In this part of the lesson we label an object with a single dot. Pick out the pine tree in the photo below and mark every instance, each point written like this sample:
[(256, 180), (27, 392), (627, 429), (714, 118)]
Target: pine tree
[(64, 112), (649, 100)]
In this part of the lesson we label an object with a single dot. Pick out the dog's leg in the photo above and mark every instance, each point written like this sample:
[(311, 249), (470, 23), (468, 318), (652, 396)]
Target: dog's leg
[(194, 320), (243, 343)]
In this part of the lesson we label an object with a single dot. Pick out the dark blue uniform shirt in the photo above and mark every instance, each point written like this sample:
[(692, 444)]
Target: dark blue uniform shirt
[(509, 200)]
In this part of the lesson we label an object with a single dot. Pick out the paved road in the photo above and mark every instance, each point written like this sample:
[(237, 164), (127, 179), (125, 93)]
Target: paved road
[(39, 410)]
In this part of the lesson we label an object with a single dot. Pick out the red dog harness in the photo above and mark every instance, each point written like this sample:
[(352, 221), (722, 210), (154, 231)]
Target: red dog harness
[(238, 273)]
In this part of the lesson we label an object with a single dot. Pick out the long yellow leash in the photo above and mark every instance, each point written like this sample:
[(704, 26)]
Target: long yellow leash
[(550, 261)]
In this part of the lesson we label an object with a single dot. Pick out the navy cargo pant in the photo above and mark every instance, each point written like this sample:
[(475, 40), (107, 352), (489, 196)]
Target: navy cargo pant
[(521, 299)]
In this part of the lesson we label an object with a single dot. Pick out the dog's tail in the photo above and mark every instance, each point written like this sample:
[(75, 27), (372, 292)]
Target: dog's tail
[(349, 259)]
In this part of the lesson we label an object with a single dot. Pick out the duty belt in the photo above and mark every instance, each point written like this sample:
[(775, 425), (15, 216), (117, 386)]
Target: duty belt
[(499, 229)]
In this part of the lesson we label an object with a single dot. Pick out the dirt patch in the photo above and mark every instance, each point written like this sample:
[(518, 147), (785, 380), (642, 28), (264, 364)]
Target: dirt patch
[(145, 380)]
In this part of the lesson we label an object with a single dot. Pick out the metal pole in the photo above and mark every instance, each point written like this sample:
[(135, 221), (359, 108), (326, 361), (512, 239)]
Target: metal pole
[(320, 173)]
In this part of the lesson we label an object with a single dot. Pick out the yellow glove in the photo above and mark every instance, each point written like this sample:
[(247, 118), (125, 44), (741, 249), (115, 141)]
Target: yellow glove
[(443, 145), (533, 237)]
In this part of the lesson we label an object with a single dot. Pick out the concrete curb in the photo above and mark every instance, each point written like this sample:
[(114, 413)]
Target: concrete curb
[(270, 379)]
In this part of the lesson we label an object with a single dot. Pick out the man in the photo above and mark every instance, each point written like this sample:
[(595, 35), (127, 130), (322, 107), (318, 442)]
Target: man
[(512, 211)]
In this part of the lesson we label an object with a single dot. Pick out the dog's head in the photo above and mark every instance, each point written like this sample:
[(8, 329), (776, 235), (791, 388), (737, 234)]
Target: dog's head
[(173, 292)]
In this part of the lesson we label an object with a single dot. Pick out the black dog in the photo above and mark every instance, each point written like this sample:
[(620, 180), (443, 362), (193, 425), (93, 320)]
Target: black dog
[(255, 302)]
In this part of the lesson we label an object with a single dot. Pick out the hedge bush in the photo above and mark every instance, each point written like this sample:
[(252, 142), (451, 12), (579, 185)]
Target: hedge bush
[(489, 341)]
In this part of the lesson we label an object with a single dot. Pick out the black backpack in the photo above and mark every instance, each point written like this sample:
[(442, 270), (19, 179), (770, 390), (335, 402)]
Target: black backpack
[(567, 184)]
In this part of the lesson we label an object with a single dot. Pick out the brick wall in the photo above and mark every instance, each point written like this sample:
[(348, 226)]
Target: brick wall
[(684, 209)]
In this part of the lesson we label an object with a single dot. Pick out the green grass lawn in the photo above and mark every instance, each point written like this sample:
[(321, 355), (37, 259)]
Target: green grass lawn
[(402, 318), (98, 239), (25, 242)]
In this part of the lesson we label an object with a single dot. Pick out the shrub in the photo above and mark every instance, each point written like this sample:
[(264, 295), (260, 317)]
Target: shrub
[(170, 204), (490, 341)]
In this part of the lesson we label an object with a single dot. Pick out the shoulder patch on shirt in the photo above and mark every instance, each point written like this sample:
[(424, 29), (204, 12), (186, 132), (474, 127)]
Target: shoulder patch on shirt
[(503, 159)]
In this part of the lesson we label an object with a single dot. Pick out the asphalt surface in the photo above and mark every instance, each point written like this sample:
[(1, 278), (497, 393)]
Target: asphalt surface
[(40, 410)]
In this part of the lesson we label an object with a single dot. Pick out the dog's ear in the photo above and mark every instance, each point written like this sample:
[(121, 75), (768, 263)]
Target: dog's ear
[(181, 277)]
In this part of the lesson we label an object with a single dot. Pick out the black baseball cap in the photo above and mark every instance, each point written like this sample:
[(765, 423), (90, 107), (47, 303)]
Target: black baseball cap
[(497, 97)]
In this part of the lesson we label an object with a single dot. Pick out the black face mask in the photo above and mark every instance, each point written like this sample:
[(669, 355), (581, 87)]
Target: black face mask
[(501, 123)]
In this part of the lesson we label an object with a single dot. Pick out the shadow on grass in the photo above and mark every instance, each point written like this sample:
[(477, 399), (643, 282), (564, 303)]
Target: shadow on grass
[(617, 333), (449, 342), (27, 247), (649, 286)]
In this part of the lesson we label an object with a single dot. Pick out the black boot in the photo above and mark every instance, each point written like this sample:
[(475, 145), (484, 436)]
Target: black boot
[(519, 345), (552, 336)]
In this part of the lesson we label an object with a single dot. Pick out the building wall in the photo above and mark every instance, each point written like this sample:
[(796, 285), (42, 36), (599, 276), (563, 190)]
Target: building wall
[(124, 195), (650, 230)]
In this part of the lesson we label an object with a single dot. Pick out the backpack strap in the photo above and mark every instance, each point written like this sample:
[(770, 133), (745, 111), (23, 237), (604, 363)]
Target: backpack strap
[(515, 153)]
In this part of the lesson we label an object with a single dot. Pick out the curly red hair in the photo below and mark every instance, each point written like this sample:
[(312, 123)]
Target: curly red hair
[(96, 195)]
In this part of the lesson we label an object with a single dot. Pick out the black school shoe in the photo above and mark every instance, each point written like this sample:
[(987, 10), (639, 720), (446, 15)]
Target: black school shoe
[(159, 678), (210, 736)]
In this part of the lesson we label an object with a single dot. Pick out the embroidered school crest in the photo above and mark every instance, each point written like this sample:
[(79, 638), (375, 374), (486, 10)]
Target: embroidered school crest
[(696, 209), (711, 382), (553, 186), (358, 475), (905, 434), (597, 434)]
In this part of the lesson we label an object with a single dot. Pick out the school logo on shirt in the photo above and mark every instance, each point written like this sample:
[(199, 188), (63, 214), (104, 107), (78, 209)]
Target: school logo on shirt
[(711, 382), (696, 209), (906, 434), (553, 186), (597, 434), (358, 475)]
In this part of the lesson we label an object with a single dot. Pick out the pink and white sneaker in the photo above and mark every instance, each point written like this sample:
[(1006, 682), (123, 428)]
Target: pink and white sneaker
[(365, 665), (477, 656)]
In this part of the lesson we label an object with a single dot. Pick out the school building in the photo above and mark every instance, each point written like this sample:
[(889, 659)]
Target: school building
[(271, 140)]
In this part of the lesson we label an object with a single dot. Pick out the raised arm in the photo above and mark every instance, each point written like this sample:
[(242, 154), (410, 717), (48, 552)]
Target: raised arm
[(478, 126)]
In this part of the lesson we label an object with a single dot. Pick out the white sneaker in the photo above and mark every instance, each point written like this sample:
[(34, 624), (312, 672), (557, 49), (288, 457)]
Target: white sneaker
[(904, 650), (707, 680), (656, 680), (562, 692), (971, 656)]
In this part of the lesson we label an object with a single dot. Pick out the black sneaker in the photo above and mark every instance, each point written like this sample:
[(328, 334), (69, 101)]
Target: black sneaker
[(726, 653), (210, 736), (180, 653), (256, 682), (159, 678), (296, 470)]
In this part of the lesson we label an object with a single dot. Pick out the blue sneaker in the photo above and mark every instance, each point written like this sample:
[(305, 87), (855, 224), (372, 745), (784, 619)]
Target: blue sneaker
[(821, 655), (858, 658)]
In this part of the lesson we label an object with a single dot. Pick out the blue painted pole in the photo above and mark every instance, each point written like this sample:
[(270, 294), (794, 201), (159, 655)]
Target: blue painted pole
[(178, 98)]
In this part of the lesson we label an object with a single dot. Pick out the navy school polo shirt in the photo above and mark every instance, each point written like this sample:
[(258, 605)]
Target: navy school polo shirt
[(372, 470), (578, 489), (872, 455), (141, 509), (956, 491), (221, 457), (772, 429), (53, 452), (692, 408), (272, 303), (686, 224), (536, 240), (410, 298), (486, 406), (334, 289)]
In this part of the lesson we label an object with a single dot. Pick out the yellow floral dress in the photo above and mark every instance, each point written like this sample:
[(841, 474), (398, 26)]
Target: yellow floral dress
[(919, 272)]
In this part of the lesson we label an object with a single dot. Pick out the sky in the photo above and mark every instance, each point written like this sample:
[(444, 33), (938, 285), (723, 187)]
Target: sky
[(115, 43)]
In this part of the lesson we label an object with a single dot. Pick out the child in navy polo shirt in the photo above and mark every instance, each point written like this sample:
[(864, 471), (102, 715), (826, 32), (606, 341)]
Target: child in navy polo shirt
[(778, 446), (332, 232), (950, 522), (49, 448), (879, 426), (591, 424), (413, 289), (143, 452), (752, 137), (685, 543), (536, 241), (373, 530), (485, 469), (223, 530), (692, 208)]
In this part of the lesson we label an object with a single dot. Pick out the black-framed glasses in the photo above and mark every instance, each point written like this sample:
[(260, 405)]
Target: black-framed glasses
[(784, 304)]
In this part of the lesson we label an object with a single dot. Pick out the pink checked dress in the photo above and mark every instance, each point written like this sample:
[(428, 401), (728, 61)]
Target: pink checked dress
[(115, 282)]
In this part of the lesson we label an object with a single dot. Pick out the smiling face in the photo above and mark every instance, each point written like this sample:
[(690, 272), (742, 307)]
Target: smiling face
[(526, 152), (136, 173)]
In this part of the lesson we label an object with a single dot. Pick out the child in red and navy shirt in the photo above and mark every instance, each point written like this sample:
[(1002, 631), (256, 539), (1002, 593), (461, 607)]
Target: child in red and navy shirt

════

DESCRIPTION OF THE TASK: Copy the data above, starting at the line that contains "out the shoulder" and stopping after the line that contains "[(503, 159)]". Shift every coordinate in the answer points by adding 95, and leave the requests and their sample coordinates unchanged.

ANSWER TO THE PROBLEM:
In this part of the lesson we label an object with a single dot. Pick out the shoulder patch on shirt in the photo above and mark every instance, each point written like this sample:
[(424, 29), (204, 12), (186, 132), (474, 127)]
Target: shoulder patch on shirt
[(598, 254)]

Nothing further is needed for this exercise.